解析job类中-->job.waitForCompletion(true);

/**
*Submit the job to the cluster and wait for it to finish
*提交该工作到集群并等待完成
*/
job.waitForCompletion(true);
// JobState是个枚举类只有两种状态 public static enum JobState {DEFINE, RUNNING};             //如果状态是DEFINE (定义的) 则直接提交
   if (state == JobState.DEFINE) {
     //(------------------------------submit())
       submit();
  }
//Monitor a job and print status in real-time as progress is made and tasks fail.
//实时监测当前进程的状态
if (verbose) {
     monitorAndPrintJob();

解析job类中-->submit();

//(------------------------------submit())
//监测任务的状态
ensureState(JobState.DEFINE);
//设置使用新的API
setUseNewAPI();
//通过配置文件创建新的对象
connect();
//(----------------------连接)
if (cluster == null) {
     cluster =
       ugi.doAs(new PrivilegedExceptionAction<Cluster>() {
                  public Cluster run()
                         throws IOException, InterruptedException,
                                ClassNotFoundException {
                    return new Cluster(getConfiguration());
                  }
                });
  }
//通过分布式系统和客户端获取任务提交器
final JobSubmitter submitter =
       getJobSubmitter(cluster.getFileSystem(), cluster.getClient());
status = ugi.doAs(new PrivilegedExceptionAction<JobStatus>() {
     //开启多线程提交任务
    public JobStatus run() throws IOException, InterruptedException,
     ClassNotFoundException {
         //正式提交任务
         //进入(-----------------submitter)

━━━━━━━━━━━━━━━━

> 练习要求 1:
在 Job 提交源码解析中，“解析job类中-->submit();”标题之下有若干作为独立语句出现、且各有一行注释说明的方法调用。请逐一列出这些调用语句。
> 练习要求 2:
根据 Job 提交源码解析回答下列问题：
(a) 枚举类 JobState 包含哪两种状态？
(b) 当 verbose 为真时，调用哪个方法？
(c) 调用 getJobSubmitter 时传入的是哪两个参数？
> 练习要求 3:
请从 Job 提交源码解析最后一行之后接续写下去。

━━━━━━━━━━━━━━━━

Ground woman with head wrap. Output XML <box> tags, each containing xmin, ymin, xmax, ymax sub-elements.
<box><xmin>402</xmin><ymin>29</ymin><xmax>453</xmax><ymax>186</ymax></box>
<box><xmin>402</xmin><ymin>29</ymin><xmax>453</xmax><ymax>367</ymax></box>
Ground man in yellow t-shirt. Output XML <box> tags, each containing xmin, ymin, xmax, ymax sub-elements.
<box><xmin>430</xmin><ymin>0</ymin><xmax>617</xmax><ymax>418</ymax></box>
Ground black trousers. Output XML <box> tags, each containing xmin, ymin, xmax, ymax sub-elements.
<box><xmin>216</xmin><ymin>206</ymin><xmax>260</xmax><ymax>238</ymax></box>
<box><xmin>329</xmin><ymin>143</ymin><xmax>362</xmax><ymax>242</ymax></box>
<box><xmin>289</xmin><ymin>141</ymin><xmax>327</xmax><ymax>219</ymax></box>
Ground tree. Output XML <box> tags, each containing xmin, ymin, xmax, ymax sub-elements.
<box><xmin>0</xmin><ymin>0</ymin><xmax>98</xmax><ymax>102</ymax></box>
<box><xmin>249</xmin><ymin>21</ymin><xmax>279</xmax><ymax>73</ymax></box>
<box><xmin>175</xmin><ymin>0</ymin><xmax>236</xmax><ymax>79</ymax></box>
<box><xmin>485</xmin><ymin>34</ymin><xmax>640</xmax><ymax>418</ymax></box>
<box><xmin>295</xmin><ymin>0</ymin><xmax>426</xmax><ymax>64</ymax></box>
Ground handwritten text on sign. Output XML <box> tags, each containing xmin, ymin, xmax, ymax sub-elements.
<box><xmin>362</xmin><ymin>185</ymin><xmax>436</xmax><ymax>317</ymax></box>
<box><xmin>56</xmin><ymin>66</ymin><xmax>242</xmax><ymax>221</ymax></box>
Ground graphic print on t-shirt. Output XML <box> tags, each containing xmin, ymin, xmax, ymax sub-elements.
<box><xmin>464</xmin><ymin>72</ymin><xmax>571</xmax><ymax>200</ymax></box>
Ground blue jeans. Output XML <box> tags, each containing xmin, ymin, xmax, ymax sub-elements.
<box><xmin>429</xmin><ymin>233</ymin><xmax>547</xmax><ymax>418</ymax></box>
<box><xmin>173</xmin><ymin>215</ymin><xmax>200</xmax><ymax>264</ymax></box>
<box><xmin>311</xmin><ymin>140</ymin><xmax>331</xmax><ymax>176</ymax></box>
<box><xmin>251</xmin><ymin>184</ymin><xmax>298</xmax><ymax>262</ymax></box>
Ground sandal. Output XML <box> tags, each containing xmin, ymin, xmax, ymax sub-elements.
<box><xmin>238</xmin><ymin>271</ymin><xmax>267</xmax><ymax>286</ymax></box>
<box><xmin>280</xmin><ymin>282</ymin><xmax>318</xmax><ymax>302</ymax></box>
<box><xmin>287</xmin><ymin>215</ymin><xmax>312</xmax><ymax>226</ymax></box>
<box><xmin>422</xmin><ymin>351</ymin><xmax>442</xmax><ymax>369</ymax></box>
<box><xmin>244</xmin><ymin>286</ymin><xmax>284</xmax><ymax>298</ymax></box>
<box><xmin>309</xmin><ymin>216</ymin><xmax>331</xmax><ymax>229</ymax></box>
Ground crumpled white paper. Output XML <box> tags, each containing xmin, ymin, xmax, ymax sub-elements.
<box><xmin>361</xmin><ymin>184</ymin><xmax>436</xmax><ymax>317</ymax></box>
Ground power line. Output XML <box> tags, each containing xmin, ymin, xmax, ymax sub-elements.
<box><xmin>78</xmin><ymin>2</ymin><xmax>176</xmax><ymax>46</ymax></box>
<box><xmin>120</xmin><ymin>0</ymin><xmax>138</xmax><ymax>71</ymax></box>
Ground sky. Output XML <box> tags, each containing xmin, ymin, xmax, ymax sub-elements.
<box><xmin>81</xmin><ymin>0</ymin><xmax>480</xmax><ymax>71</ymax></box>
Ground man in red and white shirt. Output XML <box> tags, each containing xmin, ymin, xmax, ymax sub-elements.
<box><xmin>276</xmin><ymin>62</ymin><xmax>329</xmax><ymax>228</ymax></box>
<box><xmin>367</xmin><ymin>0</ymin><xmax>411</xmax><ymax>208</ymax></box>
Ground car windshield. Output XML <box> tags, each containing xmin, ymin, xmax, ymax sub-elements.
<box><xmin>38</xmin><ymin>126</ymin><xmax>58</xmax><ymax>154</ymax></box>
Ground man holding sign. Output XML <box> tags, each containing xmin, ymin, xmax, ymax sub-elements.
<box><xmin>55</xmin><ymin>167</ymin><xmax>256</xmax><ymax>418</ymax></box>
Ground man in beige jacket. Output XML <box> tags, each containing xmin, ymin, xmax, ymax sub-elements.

━━━━━━━━━━━━━━━━

> 作答结果 1:
ensureState(JobState.DEFINE);
setUseNewAPI();
connect();

> 作答结果 2:
(a) DEFINE 和 RUNNING。
(b) monitorAndPrintJob()。
(c) cluster.getFileSystem() 和 cluster.getClient()。

> 作答结果 3:
       return submitter.submitJobInternal(Job.this, cluster);
    }
  });
//任务进入运行状态
state = JobState.RUNNING;

解析submitter

//Internal method for submitting jobs to the system
//使用内部的方法将任务提交到分布式系统
//validate the jobs output specs
//验证任务输出空间
   checkSpecs(job);
//生成新的jobid并且设置进去
JobID jobId = submitClient.getNewJobID();
   job.setJobID(jobId);
//设置job的提交路径
Path submitJobDir = new Path(jobStagingArea, jobId.toString());
//Create the splits for the job
//创建给任务的切片
//(---------------------------writeSplits)
int maps = writeSplits(job, submitJobDir);
 List<InputSplit> splits = input.getSplits(job);
//将切片的集合转换成数组
   T[] array = (T[]) splits.toArray(new InputSplit[splits.size()]);
   // sort the splits into order based on size, so that the biggest go first
//对切片进行排序将最大的放在前面
   Arrays.sort(array, new SplitComparator());
//创建切片文件
   JobSplitWriter.createSplitFiles(jobSubmitDir, conf,
       jobSubmitDir.getFileSystem(conf), array);
//返回切片的个数
   return array.length;
//最终提交任务(设置好切片的数量以及maptask的数量)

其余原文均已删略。